→ **Task instructions**
Beginning with the line where "the building wall;" appears, retype every remaining line of the data below, both the first and last included.

(Named object pointing entries)
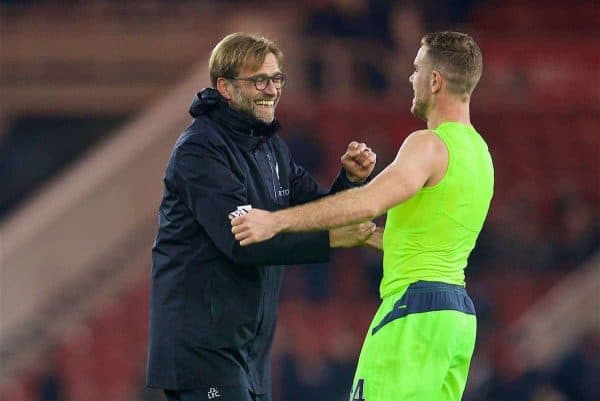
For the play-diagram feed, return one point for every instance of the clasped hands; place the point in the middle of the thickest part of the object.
(259, 225)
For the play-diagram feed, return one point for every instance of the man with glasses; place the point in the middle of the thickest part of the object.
(213, 303)
(436, 194)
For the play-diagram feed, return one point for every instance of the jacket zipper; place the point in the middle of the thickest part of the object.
(270, 163)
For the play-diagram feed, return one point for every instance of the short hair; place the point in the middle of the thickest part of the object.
(457, 57)
(240, 50)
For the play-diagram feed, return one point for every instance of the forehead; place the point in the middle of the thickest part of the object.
(269, 67)
(421, 54)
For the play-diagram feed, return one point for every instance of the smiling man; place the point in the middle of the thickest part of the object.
(213, 304)
(436, 194)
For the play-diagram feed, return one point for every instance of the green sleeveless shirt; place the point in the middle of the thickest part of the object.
(430, 236)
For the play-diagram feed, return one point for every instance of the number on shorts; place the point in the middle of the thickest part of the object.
(357, 393)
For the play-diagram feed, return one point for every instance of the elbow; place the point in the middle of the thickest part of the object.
(368, 212)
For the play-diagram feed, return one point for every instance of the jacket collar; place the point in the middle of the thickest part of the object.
(244, 129)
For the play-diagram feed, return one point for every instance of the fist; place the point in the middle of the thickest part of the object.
(358, 161)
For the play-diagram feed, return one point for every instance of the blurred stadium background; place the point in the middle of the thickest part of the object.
(94, 94)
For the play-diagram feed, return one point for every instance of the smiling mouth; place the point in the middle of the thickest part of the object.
(265, 103)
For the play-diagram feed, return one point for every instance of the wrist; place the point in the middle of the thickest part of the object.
(354, 179)
(281, 222)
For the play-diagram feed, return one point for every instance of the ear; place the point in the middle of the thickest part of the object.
(436, 81)
(224, 88)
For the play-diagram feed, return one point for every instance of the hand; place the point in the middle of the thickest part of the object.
(255, 226)
(358, 161)
(352, 235)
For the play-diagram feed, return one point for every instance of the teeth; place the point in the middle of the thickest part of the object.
(268, 103)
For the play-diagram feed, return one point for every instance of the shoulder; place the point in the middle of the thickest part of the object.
(201, 134)
(426, 140)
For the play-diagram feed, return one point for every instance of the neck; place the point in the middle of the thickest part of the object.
(449, 110)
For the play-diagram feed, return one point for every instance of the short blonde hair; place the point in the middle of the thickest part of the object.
(458, 59)
(240, 50)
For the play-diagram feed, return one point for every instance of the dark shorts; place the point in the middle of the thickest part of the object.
(215, 394)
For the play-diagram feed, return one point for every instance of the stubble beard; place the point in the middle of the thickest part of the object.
(419, 108)
(245, 104)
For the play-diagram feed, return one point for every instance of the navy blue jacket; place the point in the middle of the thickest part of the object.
(213, 304)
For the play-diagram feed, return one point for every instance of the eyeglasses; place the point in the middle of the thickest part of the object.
(262, 81)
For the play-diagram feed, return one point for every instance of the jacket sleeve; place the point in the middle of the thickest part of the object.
(211, 190)
(304, 188)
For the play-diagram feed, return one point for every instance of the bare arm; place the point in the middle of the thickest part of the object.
(421, 160)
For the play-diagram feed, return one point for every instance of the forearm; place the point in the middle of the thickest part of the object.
(347, 207)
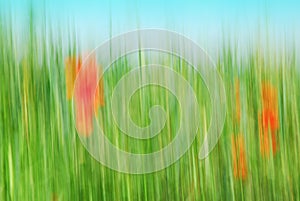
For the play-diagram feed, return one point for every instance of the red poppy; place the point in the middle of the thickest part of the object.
(239, 157)
(268, 120)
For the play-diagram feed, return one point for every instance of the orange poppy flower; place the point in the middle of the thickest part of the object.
(88, 96)
(239, 157)
(268, 119)
(72, 68)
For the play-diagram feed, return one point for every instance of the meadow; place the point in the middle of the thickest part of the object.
(42, 157)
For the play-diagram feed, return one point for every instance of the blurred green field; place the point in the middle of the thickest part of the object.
(42, 158)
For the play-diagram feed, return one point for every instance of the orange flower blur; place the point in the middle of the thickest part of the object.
(268, 119)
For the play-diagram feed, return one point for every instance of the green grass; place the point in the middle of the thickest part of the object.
(42, 158)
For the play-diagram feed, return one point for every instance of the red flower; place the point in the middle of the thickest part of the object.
(239, 157)
(268, 119)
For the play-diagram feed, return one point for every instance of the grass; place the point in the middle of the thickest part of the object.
(42, 158)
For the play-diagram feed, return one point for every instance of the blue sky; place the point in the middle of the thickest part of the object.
(203, 19)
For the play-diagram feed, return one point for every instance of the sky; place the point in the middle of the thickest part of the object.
(205, 21)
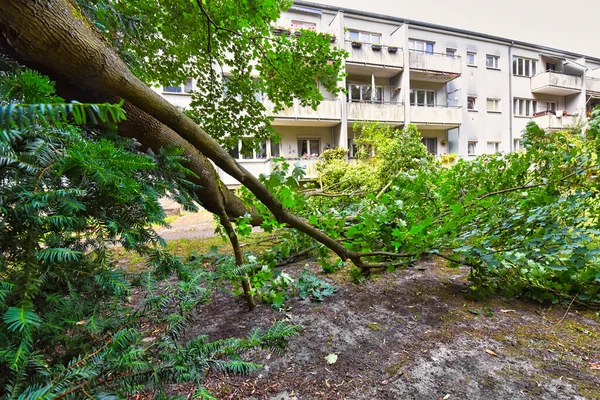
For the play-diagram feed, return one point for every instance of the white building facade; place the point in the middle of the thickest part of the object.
(468, 93)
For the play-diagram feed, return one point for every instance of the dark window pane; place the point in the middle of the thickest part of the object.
(172, 89)
(315, 148)
(302, 148)
(188, 85)
(247, 153)
(275, 149)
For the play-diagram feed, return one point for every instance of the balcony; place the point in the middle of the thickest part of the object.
(548, 121)
(436, 117)
(434, 67)
(556, 83)
(328, 113)
(391, 113)
(388, 60)
(592, 85)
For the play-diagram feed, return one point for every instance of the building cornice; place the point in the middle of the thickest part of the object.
(457, 31)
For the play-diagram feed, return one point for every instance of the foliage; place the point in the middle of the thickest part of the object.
(383, 151)
(72, 325)
(526, 223)
(236, 36)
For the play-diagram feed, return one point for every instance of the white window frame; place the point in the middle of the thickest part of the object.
(526, 67)
(524, 107)
(299, 24)
(364, 37)
(432, 140)
(414, 96)
(472, 151)
(240, 156)
(185, 88)
(492, 61)
(308, 140)
(362, 86)
(421, 46)
(495, 145)
(549, 105)
(517, 144)
(474, 108)
(474, 54)
(495, 102)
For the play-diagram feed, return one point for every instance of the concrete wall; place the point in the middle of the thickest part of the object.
(288, 146)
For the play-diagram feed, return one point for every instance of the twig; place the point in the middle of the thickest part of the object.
(566, 312)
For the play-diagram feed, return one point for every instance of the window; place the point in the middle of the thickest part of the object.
(303, 25)
(493, 105)
(365, 37)
(471, 101)
(524, 67)
(430, 144)
(352, 148)
(185, 88)
(275, 152)
(524, 107)
(309, 147)
(493, 147)
(471, 147)
(517, 144)
(492, 61)
(364, 93)
(421, 46)
(246, 151)
(422, 98)
(471, 58)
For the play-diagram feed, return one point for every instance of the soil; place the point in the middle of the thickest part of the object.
(411, 334)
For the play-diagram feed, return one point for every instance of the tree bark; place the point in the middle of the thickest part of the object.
(54, 34)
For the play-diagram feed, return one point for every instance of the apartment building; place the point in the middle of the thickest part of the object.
(468, 93)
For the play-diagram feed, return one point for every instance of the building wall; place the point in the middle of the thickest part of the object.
(393, 72)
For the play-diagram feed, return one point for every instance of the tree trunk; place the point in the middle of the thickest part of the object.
(47, 33)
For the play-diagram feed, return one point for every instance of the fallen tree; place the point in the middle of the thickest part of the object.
(54, 37)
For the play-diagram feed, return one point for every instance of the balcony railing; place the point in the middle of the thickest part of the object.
(389, 56)
(436, 66)
(376, 111)
(556, 83)
(592, 85)
(552, 121)
(439, 115)
(328, 109)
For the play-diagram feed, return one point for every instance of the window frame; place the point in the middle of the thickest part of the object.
(496, 102)
(524, 107)
(378, 90)
(184, 88)
(308, 140)
(474, 63)
(239, 155)
(426, 44)
(474, 143)
(524, 67)
(414, 99)
(495, 61)
(364, 37)
(474, 106)
(496, 145)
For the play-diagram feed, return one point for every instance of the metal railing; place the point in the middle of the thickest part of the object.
(433, 53)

→ **Solution to the exercise**
For the play-diagram feed, return one point for every instance of the building wall; place the point in the middle of the thickest part of the object.
(393, 72)
For the play-diagram feed, return one point for every instance of the tree trunk; place the point in the middle of the thickest part of the object.
(47, 33)
For the play-diagram feed, return one point for every instance of the fallen tree; place the point in the middle of the thickest part of the object.
(54, 37)
For the play-diagram feed, return one point for every instance of the balcony railing; place the point in the middle of the thickest part of the object.
(389, 56)
(436, 66)
(376, 111)
(556, 83)
(592, 85)
(552, 121)
(439, 115)
(328, 109)
For the play-diagram feed, return one point for every instance of the window frame; place the point in the middle of the thickest part of the object.
(496, 102)
(524, 107)
(378, 90)
(184, 88)
(308, 140)
(474, 63)
(239, 155)
(426, 44)
(474, 143)
(524, 67)
(414, 99)
(495, 61)
(364, 37)
(474, 106)
(496, 145)
For the play-diagram feed, return one point for every instance of the metal railing; place the point in the middle of the thickest part of the object.
(433, 53)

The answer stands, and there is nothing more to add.